## 文書抜粋
* * *

文献詳細
今月の主題 胃の“pre-linitis plastica”型癌
主題
胃の“pre-linitis plastica”型癌とは
著者: 岩渕三哉1 渡辺英伸2
所属機関: 1新潟大学医学部臨床生態情報学講座 2新潟大学医学部第1病理学講座
ページ範囲:P.863 - P.865
文献概要
linitis plastica型胃癌は種々の肉眼型の胃癌の中でも,初期病変の発見が困難で,患者の予後が悪く,更に特有の発育進展様式と肉眼形態をとることから注目されてきた1)2),本癌型はびまん浸潤型胃癌,4型胃癌,胃スキルスなどとも称されるが,その定義は研究者により異なる.われわれはlinitis plastica型胃癌をびまん浸潤型胃癌の中の一型として用いている.本稿ではびまん浸潤型胃癌の癌巣の特徴から,pre-linitis plastica型胃癌,すなわちびまん浸潤型胃癌の早期の形態について考察した.
びまん浸潤型胃癌におけるlinitis plastica型胃癌の位置づけ組織学的に,粘膜下層以深で癌細胞が単個または小胞巣を形成して,びまん性ないし散在性に浸潤し,間質に著しい線維形成を伴う胃癌の増殖様式は,従来よりスキルス型胃癌と称されてきた.このような癌部は未分化型癌(現行規約の低分化腺癌非充実型,印環細胞癌)を主体とする.

* * *

## データ

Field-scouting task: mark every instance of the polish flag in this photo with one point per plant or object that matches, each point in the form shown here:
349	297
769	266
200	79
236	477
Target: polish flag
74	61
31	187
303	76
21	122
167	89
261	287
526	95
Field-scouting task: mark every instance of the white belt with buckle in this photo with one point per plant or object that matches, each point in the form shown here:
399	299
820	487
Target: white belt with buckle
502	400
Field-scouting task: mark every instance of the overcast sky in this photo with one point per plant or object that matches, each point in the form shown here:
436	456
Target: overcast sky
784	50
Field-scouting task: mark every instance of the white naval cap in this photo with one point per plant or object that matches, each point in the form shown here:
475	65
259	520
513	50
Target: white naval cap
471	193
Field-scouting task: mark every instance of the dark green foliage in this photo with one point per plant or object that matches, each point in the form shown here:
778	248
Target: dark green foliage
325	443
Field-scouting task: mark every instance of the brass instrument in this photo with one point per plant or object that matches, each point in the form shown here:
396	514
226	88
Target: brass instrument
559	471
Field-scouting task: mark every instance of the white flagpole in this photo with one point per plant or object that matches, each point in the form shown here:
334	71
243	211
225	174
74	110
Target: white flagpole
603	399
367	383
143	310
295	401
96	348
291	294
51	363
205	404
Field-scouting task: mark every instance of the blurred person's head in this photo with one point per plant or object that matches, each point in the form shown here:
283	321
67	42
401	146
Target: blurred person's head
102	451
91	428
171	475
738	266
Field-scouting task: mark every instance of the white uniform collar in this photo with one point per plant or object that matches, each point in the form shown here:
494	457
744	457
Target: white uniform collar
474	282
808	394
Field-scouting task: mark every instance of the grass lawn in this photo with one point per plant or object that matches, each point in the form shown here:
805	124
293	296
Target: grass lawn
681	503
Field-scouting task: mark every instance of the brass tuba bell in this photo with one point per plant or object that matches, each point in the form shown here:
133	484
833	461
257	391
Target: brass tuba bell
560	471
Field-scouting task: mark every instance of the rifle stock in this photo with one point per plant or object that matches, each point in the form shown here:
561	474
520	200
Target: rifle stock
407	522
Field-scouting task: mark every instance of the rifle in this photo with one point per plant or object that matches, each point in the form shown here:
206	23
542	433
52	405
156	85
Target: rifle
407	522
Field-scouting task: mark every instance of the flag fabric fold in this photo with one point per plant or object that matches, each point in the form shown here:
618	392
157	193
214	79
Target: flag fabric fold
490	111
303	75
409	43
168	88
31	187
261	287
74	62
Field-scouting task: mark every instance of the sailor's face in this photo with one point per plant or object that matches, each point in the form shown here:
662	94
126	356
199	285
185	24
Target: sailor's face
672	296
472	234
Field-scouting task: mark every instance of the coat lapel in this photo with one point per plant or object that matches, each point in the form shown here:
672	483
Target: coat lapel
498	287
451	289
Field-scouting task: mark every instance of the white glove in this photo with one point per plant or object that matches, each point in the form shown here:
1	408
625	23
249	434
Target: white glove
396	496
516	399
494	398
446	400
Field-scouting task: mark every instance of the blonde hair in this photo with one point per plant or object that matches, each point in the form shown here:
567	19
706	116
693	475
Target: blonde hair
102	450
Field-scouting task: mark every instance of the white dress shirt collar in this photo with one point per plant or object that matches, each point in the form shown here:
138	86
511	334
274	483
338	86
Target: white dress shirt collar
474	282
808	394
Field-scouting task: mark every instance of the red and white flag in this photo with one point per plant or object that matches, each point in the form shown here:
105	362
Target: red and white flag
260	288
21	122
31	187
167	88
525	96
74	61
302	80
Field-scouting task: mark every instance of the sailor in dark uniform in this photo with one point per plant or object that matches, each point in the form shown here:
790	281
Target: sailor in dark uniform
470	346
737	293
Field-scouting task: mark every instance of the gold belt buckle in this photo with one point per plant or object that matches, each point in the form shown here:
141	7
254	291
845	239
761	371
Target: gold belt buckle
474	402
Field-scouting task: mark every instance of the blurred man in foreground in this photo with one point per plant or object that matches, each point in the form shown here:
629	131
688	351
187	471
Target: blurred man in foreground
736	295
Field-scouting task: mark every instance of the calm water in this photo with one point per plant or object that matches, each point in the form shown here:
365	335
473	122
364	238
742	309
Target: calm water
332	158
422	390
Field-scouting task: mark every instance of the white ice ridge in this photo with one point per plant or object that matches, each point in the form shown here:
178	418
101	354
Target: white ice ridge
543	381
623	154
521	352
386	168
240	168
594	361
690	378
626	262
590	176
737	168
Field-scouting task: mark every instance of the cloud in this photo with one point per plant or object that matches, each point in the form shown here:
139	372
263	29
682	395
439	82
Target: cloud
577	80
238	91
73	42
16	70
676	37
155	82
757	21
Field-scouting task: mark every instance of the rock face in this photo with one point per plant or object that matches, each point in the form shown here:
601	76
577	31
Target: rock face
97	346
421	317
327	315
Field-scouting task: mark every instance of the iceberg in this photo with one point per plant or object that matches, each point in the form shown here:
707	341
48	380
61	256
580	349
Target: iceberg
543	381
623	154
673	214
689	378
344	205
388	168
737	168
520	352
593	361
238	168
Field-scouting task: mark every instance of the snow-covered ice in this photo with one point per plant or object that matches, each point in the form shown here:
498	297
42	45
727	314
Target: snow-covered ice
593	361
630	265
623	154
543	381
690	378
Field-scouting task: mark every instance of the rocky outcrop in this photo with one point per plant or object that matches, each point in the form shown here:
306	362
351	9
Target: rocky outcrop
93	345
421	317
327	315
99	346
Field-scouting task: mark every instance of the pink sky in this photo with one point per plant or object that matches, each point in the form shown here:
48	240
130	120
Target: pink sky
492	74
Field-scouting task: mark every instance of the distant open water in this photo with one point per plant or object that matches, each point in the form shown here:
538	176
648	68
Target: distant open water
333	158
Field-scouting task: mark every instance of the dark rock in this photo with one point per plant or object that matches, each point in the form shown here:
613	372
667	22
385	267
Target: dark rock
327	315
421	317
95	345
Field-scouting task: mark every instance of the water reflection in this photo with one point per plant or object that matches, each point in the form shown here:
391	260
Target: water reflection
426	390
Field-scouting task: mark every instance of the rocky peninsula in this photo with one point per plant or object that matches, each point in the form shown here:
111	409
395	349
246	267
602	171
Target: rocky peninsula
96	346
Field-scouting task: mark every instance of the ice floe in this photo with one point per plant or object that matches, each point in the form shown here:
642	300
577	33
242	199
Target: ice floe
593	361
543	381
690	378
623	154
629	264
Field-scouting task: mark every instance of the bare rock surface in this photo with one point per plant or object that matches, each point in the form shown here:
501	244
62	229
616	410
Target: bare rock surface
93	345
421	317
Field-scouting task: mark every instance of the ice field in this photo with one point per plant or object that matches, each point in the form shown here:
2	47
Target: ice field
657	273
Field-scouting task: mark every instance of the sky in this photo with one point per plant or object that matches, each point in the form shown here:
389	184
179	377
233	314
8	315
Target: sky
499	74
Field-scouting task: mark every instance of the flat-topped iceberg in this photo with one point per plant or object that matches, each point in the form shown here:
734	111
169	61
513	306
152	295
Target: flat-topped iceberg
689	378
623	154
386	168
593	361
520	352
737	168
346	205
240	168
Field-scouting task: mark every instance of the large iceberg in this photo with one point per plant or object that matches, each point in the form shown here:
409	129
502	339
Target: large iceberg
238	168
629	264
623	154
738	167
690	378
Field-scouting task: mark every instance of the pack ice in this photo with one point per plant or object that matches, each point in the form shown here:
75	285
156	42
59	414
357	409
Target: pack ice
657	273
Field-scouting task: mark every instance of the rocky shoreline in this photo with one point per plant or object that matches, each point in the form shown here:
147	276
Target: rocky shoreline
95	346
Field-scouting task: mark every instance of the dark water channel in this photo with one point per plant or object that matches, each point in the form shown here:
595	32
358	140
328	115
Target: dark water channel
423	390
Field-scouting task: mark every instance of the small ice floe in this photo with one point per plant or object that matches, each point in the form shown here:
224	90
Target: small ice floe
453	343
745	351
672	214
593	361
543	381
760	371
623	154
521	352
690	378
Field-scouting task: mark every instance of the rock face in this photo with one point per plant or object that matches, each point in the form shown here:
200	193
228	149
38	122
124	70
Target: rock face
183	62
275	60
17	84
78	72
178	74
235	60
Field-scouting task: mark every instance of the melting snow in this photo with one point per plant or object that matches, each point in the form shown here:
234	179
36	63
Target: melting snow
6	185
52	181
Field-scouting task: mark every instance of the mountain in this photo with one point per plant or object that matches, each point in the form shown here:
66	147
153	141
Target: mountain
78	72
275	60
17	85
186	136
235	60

* * *

## 課題内容
胃癌についての文書から、「びまん浸潤型胃癌におけるli」で始まり「腺癌非充実型,印環細胞癌)を主体とする.」までの部分を一字も変えずに書き写すこと。

## 模範解答
びまん浸潤型胃癌におけるlinitis plastica型胃癌の位置づけ組織学的に,粘膜下層以深で癌細胞が単個または小胞巣を形成して,びまん性ないし散在性に浸潤し,間質に著しい線維形成を伴う胃癌の増殖様式は,従来よりスキルス型胃癌と称されてきた.このような癌部は未分化型癌(現行規約の低分化腺癌非充実型,印環細胞癌)を主体とする.